▶ **WHAT IS NEEDED**:
Pull out each line in the items below that contains the word "pair", matching case exactly.

▶ **STORED RECORDS**:

------------------------------

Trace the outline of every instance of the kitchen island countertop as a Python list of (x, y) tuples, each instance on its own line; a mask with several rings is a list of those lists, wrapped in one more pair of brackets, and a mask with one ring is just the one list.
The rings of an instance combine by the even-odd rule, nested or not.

------------------------------

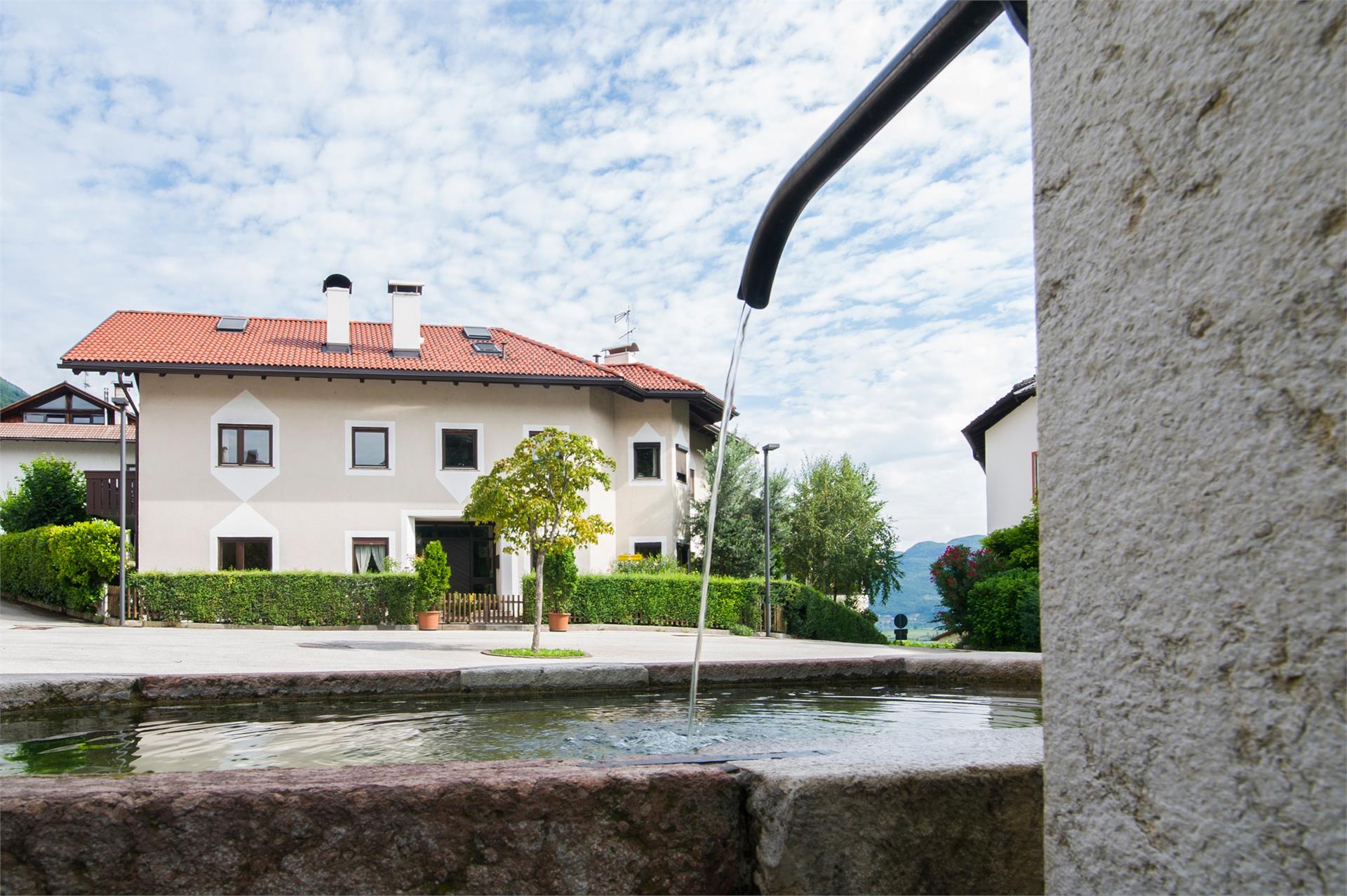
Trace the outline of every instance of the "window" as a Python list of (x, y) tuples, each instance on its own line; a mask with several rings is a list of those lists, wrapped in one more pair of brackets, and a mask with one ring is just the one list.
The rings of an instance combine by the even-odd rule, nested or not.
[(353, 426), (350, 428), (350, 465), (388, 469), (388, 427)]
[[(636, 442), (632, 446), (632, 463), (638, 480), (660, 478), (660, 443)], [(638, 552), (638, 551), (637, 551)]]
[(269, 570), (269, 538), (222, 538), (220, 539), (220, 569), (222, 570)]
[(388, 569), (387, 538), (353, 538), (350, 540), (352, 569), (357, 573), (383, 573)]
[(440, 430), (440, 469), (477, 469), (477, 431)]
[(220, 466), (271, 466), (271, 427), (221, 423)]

------------------------------

▶ **FULL SOLUTION**:
Trace the outline of every instance of the kitchen island countertop as a Python list of (x, y) tuples, each instance on its own line; a mask with several rings is a list of those lists, wrapped in one more pair of brackets, and a mask with one ring is just the one list.
Trace the outline of every instance of the "window" as a Python list of (x, y) tuples, each instance on its own line; a mask with several rings is a list of those lists, wrapped in one more pair of brackets, and a mask with one ring is just the one list.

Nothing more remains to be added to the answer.